• _Page extract_:
Private Sector calls on Govt to provide emergency economic relief

…demands payroll subsidies, bailouts, tax waivers

The Private Sector Commission (PSC) has written to the National Coronavirus Disease (COVID-19) Task Force requesting consideration of a swathe of emergency economic relief measures including payroll subsidies and unemployment payments; in addition to bailouts for small businesses, a reduction of fuel prices and waivers or postponement of a number of taxes, including Value Added Tax (VAT).

PSC Chairman Gerry Gouveia

The emergency measures were submitted to Task Force Chairman Moses Nagamootoo by PSC Chairman Gerry Gouveia.
Gouveia, in the PSC’s letter, said that the proposals were made “amidst concerns of the global pandemic of the COVID-19”.
Among the economic support measures being called for by the business community is liquidity support for banks and loans and financing for businesses in addition to the administrative relief on a range of statutory obligations and payments.

Caretaker President David Granger

The PSC Chairman had prefaced the demands by pointing out to Nagamootoo that “countries around the world are grappling with the effects and taking precautionary measures to deal with the crisis which it engenders”.
Among the measures being called for by the PSC aimed at cushioning the economic impacts of COVID-19 for the average worker and citizen is for the Administration to immediately raise the threshold to accommodate no taxation for employees in vulnerable sectors who were sent off the job from $65,000 to $100,000.
This in addition to removing removal of mortgage interests and payments for the period.
The PSC also called on the Task Force Chairman to facilitate the reduction of the spread at commercial banks, “that is the difference between the lending rate and the savings rate of interest”.
Additionally, the business support organisation called for the immediate removal of VAT from all food items, detergents and all household, medical and other cleansers.
Gouveia said too that there should be the removal of VAT from essential services including data.
Among the substantive measures called for by the PSC is the temporary removal of the requirement to pay income and corporation taxes up front.

Task Force Chairman Moses Nagamootoo

He said too that there should be “emergency funding for small businesses at risk of closure” in addition to the extending of the time to pay utility bills and hire purchase debts.
Additionally, the PSC said there also needed to be a reduction in the excise taxes on fuel.
Addressing support measures aimed at the business community specifically, the PSC Chairman said there needed to be firstly a 100 per cent deduction of taxes for items that have been given to the national COVID-19 fight by businesses.
He said too there needed to be a rescheduling of loans and mortgages in addition to the relaxing of overdraft facilities.
Gouveia said that the PSC would also like to see the relaxing of regulations in order to “classify (a) loan as non-performing”.

• _Apply what you read_:
• 1. Sum up the article on the Private Sector Commission's relief demands in two sentences.
• 2. From the article on the Private Sector Commission's relief demands, give the stretch from "Among the measures" through "for the period." again, swapping "vulnerable sectors" for "hard-hit sectors".

• _Data records_:
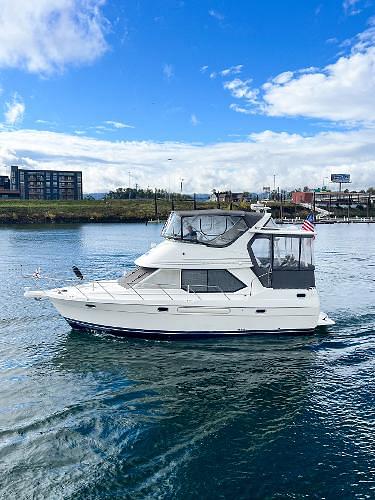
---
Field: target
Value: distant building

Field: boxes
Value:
[10,165,82,200]
[0,175,20,199]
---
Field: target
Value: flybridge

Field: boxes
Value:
[162,210,263,247]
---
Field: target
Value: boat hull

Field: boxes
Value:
[51,297,319,339]
[65,318,315,340]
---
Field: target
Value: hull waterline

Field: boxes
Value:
[65,318,315,340]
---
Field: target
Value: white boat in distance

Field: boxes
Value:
[25,210,334,339]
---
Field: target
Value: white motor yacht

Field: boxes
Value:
[25,210,334,339]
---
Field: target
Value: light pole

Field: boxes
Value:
[168,158,173,201]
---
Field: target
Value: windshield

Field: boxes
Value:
[162,213,248,247]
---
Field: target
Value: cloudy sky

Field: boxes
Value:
[0,0,375,192]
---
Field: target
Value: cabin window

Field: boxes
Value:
[181,269,246,293]
[251,236,272,269]
[162,213,249,247]
[300,238,314,269]
[248,234,315,289]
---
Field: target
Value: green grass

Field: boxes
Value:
[0,200,375,224]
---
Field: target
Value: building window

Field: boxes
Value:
[181,269,246,293]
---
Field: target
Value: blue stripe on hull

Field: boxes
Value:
[65,318,315,340]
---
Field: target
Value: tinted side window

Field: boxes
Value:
[181,269,246,293]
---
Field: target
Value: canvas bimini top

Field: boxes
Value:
[161,210,264,247]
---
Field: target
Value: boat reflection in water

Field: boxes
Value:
[44,332,328,497]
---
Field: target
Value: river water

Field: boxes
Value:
[0,224,375,500]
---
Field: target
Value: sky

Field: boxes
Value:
[0,0,375,193]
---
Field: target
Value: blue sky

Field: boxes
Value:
[0,0,375,191]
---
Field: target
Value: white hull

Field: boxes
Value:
[48,284,320,336]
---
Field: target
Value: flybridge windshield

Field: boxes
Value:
[161,213,248,247]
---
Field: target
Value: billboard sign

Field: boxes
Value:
[331,174,350,184]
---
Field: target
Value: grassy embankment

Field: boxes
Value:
[0,200,216,224]
[0,200,375,224]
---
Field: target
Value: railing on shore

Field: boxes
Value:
[275,217,375,224]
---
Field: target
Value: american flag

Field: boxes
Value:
[301,213,315,232]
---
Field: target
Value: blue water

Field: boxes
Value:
[0,224,375,499]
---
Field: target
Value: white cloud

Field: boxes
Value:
[0,128,375,192]
[190,113,199,127]
[224,22,375,123]
[104,120,135,128]
[4,93,25,127]
[342,0,362,16]
[272,71,293,85]
[208,9,225,21]
[163,64,174,81]
[219,64,243,76]
[206,64,243,80]
[224,78,259,102]
[0,0,108,74]
[229,103,254,115]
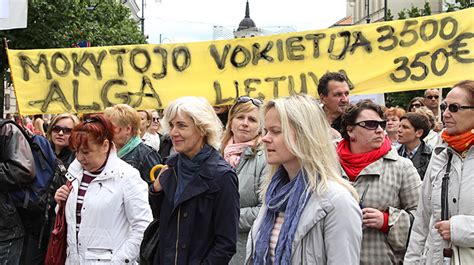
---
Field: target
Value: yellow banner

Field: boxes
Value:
[8,8,474,114]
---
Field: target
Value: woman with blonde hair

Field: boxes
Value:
[221,96,267,265]
[150,97,239,264]
[104,104,161,183]
[46,113,79,168]
[247,95,362,264]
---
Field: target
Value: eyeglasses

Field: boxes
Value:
[236,96,263,108]
[439,102,474,113]
[410,103,421,109]
[51,125,72,135]
[355,120,387,130]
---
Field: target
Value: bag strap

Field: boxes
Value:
[441,149,453,220]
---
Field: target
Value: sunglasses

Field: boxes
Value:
[51,125,72,135]
[410,103,421,109]
[439,102,474,113]
[355,120,387,130]
[236,96,263,107]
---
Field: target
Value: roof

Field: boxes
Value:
[331,16,352,27]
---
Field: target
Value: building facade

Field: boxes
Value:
[346,0,455,25]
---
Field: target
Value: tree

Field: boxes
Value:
[0,0,146,49]
[446,0,474,12]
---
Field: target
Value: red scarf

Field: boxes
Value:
[337,136,392,181]
[441,130,474,154]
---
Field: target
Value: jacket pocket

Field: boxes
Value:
[0,200,21,229]
[85,248,113,261]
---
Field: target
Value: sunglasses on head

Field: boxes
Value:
[355,120,387,130]
[51,125,72,134]
[439,102,474,113]
[236,96,263,107]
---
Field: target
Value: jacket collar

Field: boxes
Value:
[160,149,220,207]
[67,149,120,181]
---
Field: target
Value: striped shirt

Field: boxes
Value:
[270,212,285,263]
[76,171,100,233]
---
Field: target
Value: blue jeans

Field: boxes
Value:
[0,238,23,265]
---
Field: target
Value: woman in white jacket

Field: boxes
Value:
[405,80,474,264]
[55,115,152,264]
[246,95,362,265]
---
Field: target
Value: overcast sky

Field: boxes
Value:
[143,0,346,43]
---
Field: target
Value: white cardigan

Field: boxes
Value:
[66,151,153,264]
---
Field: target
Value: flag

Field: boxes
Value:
[0,0,28,30]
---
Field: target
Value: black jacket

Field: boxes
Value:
[0,119,35,241]
[150,149,239,265]
[398,140,432,180]
[158,133,173,161]
[121,143,161,183]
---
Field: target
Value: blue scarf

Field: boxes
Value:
[253,167,311,265]
[174,144,213,204]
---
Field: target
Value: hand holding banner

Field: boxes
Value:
[8,8,474,114]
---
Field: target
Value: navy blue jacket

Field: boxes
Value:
[150,149,240,265]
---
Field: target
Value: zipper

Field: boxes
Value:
[174,207,181,265]
[173,167,181,265]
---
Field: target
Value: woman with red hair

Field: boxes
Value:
[54,115,152,264]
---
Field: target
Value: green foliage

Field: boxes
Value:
[445,0,474,12]
[0,0,146,49]
[398,2,431,19]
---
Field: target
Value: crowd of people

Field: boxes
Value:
[0,72,474,264]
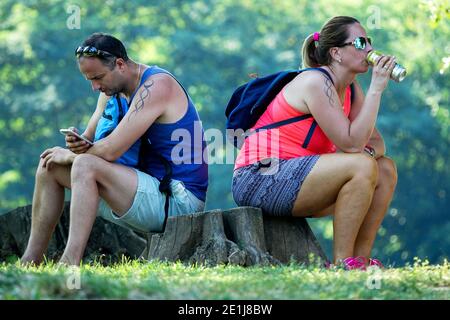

• _Solutions_:
• 1. The Private Sector Commission, through its Chairman Gerry Gouveia, wrote to National COVID-19 Task Force Chairman Moses Nagamootoo asking for emergency economic relief, including payroll subsidies, unemployment payments, bailouts for small businesses, lower fuel prices, and waivers or postponement of taxes such as VAT. Its other proposals included raising the no-tax threshold for employees in vulnerable sectors who were sent off the job from $65,000 to $100,000, removing VAT from food items and essential services, and rescheduling loans and mortgages.

• 2.
Among the measures being called for by the PSC aimed at cushioning the economic impacts of COVID-19 for the average worker and citizen is for the Administration to immediately raise the threshold to accommodate no taxation for employees in hard-hit sectors who were sent off the job from $65,000 to $100,000.
This in addition to removing removal of mortgage interests and payments for the period.